Pull each line holding the word "horizon" from the data.

*Dataset entries*.
>>>

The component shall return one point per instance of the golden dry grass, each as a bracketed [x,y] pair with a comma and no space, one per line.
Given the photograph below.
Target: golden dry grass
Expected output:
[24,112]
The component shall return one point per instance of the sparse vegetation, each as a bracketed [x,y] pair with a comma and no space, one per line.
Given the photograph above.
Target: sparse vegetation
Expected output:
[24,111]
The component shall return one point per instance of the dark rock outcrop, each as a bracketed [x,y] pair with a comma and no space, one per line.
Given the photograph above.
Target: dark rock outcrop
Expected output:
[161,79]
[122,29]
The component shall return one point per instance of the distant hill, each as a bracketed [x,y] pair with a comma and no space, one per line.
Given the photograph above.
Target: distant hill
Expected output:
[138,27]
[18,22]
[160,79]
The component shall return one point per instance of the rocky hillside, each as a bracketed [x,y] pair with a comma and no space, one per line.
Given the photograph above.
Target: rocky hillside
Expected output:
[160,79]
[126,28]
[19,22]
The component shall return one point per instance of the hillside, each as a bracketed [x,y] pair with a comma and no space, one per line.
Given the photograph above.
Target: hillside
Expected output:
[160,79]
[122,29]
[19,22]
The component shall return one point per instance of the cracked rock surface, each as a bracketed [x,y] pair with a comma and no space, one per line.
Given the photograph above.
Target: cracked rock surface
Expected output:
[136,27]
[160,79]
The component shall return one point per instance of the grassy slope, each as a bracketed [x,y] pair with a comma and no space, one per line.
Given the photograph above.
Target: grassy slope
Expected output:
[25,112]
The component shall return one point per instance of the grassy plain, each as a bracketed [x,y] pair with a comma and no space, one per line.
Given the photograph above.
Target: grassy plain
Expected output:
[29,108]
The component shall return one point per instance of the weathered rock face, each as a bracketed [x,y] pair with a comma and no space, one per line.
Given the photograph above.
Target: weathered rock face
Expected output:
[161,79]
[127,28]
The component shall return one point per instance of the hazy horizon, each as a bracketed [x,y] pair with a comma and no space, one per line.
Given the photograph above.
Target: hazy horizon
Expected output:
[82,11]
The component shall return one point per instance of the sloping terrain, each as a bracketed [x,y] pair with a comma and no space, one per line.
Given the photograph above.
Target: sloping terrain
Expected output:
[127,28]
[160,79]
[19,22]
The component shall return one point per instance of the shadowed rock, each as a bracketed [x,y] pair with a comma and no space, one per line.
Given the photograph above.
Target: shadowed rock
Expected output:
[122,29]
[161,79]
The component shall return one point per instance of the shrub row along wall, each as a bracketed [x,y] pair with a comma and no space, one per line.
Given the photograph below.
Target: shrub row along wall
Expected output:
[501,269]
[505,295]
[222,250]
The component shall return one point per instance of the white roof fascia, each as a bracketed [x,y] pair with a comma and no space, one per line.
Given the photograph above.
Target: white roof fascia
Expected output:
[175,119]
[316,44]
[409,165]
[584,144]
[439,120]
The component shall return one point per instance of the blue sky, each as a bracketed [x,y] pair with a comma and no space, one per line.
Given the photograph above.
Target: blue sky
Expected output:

<<<

*Answer for the task*.
The component shall return one point per instance of the hazy horizon, each as a bracketed [x,y] pair with a comma and no space, one per line.
Target: hazy horizon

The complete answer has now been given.